SUPERIOR COURT OF NEW JERSEY APPELLATE DIVISION
Jan 11, 2018
DOCKET NO. A-1803-15T2 (App. Div. Jan. 11, 2018)

Opinion

DOCKET NO. A-1803-15T2

01-11-2018

STATE OF NEW JERSEY, Plaintiff-Respondent, v. JOSEPH HOO, Defendant-Appellant.

Jane M. Personette argued the cause for appellant (Law Offices of Brian J. Neary, attorneys; Brian J. Neary, of counsel; S. Emile Lisboa, IV, on the brief). Suzanne E. Cevasco, Assistant Prosecutor, argued the cause for respondent (Gurbir S. Grewal, Bergen County Prosecutor, attorney; Suzanne E. Cevasco, of counsel and on the brief).


NOT FOR PUBLICATION WITHOUT THE APPROVAL OF THE APPELLATE DIVISION

This opinion shall not "constitute precedent or be binding upon any court." Although it is posted on the internet, this opinion is binding only on the parties in the case and its use in other cases is limited. R. 1:36-3. Before Judges Fisher, Sumners and Moynihan. On appeal from Superior Court of New Jersey, Law Division, Bergen County, Municipal Appeal No. 003-03-15. Jane M. Personette argued the cause for appellant (Law Offices of Brian J. Neary, attorneys; Brian J. Neary, of counsel; S. Emile Lisboa, IV, on the brief). Suzanne E. Cevasco, Assistant Prosecutor, argued the cause for respondent (Gurbir S. Grewal, Bergen County Prosecutor, attorney; Suzanne E. Cevasco, of counsel and on the brief). PER CURIAM

After a municipal trial, followed by a trial de novo in the Law Division, defendant was convicted of disorderly conduct, N.J.S.A. 2C:33-2(a)(2), and sentenced to a one-year period of probation, a $506 fine, and $33 in court costs.

According to the order under review, the one-year probationary term was completed by the time the Law Division judge imposed sentence. --------

The evidence found credible reveals that on Thanksgiving Day 2013, defendant — miffed at not being invited for dinner — drove to the victim's New Milford home for an explanation. Defendant exited his vehicle and approached the premises yelling and waving a machete. Defendant's brother convinced defendant to put away the machete, and defendant complied, but he continued to loudly berate and threaten the victim with statements such as, "I will get you, you better watch your back."

Police were called. Defendant had started to drive away from the area as police arrived. His vehicle was stopped, and defendant was required to exit his vehicle. He was patted down in light of the information the officers had received about a machete. A detective walked around defendant's minivan and observed a machete and two baseball bats in plain view as he looked through the rear window. The machete and other irrelevant items were seized.

[Source records]
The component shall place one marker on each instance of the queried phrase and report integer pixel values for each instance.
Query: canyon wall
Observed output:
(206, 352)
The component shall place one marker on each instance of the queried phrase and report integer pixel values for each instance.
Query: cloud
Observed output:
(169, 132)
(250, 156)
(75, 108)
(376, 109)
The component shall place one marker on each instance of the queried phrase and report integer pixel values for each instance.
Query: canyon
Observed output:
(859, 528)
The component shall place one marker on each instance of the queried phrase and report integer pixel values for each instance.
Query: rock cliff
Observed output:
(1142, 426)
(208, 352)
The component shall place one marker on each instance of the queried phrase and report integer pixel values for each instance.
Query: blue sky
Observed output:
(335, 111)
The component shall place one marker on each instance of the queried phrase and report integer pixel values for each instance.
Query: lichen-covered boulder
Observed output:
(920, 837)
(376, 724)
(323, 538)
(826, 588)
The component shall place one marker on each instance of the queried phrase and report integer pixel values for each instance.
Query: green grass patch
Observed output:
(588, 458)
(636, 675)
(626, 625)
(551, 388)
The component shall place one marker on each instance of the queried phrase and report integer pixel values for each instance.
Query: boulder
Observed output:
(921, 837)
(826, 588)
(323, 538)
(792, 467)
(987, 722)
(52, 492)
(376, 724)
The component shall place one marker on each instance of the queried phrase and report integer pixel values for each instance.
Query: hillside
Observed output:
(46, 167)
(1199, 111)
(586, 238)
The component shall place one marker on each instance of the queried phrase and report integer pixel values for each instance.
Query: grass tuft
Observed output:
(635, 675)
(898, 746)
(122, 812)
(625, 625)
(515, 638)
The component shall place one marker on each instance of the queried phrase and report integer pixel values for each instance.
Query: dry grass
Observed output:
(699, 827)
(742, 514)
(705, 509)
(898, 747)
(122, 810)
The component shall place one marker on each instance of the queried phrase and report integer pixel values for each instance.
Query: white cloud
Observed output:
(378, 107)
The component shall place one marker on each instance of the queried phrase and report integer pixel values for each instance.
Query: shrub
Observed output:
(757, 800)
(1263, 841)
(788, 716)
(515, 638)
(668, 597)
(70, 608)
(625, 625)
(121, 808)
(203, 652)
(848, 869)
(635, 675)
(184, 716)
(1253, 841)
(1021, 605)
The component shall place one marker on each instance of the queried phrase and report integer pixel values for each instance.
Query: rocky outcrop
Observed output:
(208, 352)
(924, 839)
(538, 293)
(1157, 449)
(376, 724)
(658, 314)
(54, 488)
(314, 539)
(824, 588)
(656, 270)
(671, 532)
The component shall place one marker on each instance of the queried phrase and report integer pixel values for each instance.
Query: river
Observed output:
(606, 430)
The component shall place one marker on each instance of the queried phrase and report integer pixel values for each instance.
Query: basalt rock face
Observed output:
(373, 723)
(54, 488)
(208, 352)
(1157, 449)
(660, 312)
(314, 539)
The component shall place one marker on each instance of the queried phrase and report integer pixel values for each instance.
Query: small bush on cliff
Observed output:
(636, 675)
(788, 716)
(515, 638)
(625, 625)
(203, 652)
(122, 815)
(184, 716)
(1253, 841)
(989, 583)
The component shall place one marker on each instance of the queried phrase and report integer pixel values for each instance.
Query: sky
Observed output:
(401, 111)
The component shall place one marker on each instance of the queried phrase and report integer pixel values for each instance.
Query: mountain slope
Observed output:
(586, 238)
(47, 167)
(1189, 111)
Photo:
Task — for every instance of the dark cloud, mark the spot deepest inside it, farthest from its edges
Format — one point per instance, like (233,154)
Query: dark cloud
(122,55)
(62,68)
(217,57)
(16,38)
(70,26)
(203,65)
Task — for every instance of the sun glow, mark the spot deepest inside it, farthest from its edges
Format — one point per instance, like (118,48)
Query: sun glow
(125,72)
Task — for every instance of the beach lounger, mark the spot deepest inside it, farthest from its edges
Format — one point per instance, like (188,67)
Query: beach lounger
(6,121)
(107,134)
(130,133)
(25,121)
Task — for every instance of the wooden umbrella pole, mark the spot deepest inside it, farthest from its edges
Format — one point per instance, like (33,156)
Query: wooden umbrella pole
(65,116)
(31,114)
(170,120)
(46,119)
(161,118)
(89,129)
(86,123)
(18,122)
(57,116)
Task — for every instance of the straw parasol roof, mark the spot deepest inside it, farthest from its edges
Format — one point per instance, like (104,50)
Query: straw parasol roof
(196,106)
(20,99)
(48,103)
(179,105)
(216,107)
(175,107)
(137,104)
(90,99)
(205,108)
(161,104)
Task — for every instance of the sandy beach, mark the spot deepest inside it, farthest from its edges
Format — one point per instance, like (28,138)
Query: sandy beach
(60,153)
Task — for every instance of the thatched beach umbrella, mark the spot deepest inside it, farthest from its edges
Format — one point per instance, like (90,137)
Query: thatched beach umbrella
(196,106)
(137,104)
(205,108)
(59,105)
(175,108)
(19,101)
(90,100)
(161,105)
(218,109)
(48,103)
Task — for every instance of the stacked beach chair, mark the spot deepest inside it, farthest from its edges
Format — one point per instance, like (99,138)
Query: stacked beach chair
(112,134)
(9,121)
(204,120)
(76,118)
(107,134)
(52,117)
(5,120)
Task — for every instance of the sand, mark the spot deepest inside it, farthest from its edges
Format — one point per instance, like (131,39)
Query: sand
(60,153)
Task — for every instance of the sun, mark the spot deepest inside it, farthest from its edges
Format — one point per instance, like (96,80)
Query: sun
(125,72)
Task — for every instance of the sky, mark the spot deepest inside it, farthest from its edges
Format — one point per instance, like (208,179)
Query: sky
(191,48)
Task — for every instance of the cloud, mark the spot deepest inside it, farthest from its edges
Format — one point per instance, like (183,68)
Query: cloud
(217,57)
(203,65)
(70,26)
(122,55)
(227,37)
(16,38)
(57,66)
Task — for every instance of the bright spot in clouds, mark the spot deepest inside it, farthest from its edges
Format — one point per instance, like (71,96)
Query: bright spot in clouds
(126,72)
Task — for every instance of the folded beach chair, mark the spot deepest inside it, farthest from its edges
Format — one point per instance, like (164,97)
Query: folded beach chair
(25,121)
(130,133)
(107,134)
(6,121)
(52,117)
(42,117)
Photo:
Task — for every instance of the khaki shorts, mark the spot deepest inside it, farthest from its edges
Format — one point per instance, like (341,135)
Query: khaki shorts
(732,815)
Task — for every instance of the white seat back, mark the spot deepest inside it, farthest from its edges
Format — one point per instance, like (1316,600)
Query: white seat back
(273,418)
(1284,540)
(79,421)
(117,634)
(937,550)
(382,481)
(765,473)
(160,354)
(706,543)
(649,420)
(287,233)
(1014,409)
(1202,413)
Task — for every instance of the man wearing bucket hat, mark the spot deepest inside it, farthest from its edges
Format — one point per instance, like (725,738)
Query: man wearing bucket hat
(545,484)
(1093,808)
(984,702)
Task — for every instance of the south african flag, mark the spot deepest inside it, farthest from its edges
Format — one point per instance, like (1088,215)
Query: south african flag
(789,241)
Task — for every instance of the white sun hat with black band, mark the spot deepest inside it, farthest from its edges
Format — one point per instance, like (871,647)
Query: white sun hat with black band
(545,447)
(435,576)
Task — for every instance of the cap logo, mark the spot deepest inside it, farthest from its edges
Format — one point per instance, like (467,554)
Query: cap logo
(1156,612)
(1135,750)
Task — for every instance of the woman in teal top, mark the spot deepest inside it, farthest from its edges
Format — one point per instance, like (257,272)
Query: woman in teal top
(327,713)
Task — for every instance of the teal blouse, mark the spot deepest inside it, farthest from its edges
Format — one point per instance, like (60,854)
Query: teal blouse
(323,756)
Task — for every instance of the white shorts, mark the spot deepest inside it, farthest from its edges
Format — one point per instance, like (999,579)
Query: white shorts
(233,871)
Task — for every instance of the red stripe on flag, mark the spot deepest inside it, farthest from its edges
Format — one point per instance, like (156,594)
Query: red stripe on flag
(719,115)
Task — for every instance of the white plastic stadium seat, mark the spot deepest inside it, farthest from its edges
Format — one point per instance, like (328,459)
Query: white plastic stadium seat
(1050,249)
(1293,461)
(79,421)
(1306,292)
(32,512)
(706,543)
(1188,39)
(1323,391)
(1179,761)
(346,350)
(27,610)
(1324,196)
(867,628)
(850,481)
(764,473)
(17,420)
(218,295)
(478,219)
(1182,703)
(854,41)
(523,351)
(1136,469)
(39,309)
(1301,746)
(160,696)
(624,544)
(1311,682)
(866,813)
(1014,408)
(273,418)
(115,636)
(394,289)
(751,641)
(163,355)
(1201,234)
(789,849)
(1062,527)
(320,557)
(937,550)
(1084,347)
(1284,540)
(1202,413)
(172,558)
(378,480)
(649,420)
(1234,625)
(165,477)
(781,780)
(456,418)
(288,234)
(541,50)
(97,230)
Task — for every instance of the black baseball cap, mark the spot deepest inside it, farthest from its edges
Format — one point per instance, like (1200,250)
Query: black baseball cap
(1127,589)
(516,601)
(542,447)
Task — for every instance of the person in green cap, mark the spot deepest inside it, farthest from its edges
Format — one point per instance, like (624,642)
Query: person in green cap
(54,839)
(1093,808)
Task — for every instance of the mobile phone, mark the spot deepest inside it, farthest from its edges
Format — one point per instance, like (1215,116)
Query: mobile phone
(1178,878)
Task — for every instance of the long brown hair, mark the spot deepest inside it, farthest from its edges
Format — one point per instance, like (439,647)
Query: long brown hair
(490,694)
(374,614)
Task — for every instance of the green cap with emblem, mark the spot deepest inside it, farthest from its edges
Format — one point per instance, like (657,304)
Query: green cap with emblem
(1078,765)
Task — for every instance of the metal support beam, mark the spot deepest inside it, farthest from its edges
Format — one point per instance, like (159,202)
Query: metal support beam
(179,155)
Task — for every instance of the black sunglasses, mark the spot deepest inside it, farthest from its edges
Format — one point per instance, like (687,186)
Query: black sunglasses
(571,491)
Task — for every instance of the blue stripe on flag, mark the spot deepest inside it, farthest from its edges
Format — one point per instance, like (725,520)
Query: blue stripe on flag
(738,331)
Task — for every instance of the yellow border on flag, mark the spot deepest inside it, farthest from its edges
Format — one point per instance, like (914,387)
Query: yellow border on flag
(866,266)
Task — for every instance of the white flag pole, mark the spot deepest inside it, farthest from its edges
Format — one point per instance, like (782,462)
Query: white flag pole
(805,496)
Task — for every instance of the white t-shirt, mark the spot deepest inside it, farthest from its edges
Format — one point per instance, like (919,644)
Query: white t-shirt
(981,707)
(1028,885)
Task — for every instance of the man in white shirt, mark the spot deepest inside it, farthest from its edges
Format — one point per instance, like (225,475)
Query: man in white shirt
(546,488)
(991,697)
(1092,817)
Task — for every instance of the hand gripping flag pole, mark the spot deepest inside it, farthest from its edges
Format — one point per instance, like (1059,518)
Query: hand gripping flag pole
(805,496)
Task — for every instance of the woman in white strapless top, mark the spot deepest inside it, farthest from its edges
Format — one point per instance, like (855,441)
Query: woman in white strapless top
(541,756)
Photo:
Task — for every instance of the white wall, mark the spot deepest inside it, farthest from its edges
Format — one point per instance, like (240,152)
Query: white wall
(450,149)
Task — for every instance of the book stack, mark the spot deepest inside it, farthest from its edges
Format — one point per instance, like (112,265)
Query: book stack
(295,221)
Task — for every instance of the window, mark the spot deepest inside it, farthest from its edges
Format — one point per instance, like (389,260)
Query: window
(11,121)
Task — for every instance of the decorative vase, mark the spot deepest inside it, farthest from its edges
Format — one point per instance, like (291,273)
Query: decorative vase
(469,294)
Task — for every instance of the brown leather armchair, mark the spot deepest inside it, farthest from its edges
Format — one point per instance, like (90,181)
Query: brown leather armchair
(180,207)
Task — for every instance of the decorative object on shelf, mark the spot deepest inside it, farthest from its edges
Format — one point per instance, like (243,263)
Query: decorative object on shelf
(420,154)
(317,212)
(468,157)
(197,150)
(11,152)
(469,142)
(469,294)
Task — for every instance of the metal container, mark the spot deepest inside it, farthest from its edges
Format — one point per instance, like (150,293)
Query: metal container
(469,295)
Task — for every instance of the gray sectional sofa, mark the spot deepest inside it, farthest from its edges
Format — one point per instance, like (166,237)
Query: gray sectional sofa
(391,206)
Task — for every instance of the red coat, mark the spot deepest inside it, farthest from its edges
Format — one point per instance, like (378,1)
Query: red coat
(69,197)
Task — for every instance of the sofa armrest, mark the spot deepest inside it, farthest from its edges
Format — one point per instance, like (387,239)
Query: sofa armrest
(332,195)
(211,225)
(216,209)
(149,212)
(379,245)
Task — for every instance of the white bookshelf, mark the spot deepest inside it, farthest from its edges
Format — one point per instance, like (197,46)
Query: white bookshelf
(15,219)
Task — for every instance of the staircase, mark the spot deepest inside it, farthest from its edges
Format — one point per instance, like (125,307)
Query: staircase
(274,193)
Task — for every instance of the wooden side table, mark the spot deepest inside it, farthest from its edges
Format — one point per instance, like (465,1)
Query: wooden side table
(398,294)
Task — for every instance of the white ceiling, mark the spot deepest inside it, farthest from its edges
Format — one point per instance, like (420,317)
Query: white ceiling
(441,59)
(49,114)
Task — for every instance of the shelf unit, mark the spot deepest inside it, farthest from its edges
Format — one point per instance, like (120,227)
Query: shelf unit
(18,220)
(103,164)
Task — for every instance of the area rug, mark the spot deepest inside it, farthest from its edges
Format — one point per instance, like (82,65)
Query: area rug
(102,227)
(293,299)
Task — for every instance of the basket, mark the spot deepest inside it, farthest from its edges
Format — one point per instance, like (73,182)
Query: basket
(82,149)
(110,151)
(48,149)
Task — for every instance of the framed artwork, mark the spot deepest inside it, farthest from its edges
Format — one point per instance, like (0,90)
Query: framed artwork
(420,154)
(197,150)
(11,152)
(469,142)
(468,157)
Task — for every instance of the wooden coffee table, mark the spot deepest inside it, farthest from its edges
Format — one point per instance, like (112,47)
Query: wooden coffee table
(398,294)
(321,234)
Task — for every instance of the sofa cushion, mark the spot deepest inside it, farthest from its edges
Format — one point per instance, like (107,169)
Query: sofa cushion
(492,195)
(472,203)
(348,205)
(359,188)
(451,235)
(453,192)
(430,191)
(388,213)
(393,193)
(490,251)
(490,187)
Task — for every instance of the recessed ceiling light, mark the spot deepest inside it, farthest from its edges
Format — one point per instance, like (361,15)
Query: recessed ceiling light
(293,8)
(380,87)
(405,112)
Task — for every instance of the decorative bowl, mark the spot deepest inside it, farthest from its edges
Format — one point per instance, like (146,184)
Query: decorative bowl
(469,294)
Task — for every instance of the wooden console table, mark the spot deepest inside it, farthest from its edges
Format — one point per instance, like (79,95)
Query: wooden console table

Directions:
a - Using the court opinion, list the surnames of the judges before whom the appeal was heard.
b - Carry on the court opinion in the disorderly conduct appeal, beginning right after its final sentence.
The items above are separate material and are not part of the court opinion.

The answers:
a - Fisher, Sumners, Moynihan

b -
Defendant moved to suppress the machete, arguing it was recovered through an unconstitutional warrantless seizure; the suppression motion was denied by both the municipal judge and the Law Division judge.

Although charged with other offenses, the Law Division judge convicted defendant only of a violation of N.J.S.A. 2C:33-2(a)(2), which provides that an actor is guilty of a petty disorderly persons offense, "if with purpose to cause public inconvenience, annoyance or alarm" the actor "[c]reates a hazardous or physically dangerous condition by any act which serves no legitimate purpose of the actor."

In appealing, defendant argues:

I. THE COURT SHOULD VACATE APPELLANT'S CONVICTION FOR VIOLATION OF N.J.S.A. 2C:33-2(a)(2), AS THERE IS NO EVIDENCE OF PUBLIC INCONVENIENCE, ANNOYANCE, OR ALARM, AND THEREFORE NO BASIS FOR SAID VIOLATION AND CONVICTION.

II. THE COURT MUST EXCLUDE FROM EVIDENCE ANY ITEMS OBTAINED FROM MR. HOO'S VEHICLE BECAUSE THE OFFICERS' SEARCH OF MR. HOO'S CAR WAS WITHOUT PROBABLE CAUSES, A WARRANT OR CONSENT.

III. THE COURT MUST VACATE APPELLANT'S CONVICTIONS BECAUSE FINDINGS OF FACT WERE TAINTED BY MUNICIPAL COURT JUDGE'S ADMITTED BIAS.
We find insufficient merit in these arguments to warrant discussion in a written opinion. R. 2:11-3(e)(2). We add only the following few comments.

We reject defendant's first point because there can be no doubt that the act of shouting and threatening another while waving or brandishing a machete violates N.J.S.A. 2C:33-2(a)(2). Defendant appears not to dispute that concept so much as he argues an alternative version of the facts — that he only briefly wielded a machete. We are satisfied that, however brief, the mere appearance of a machete in these circumstances was sufficient to "cause public inconvenience, annoyance or alarm." And we find meritless the argument that because the argument took place on private property there could not be, as a matter of law, a "public" inconvenience. The event did not take place behind closed doors but out in the open and, therefore, had the capacity to concern and unnerve nearby members of the public.

Although the evidence adduced at the suppression hearing more than adequately laid a foundation for application of the plain-view exception, and our standard of review mandates deference to such findings, State v. Locurto, 157 N.J. 463, 470-71 (1999), we need not consider defendant's second point except to add the admission of the machete as an exhibit at trial had no bearing on the outcome. The pivotal finding didn't turn on the actual admission of the machete itself but on the testimony that defendant wielded or brandished a machete during the event in question.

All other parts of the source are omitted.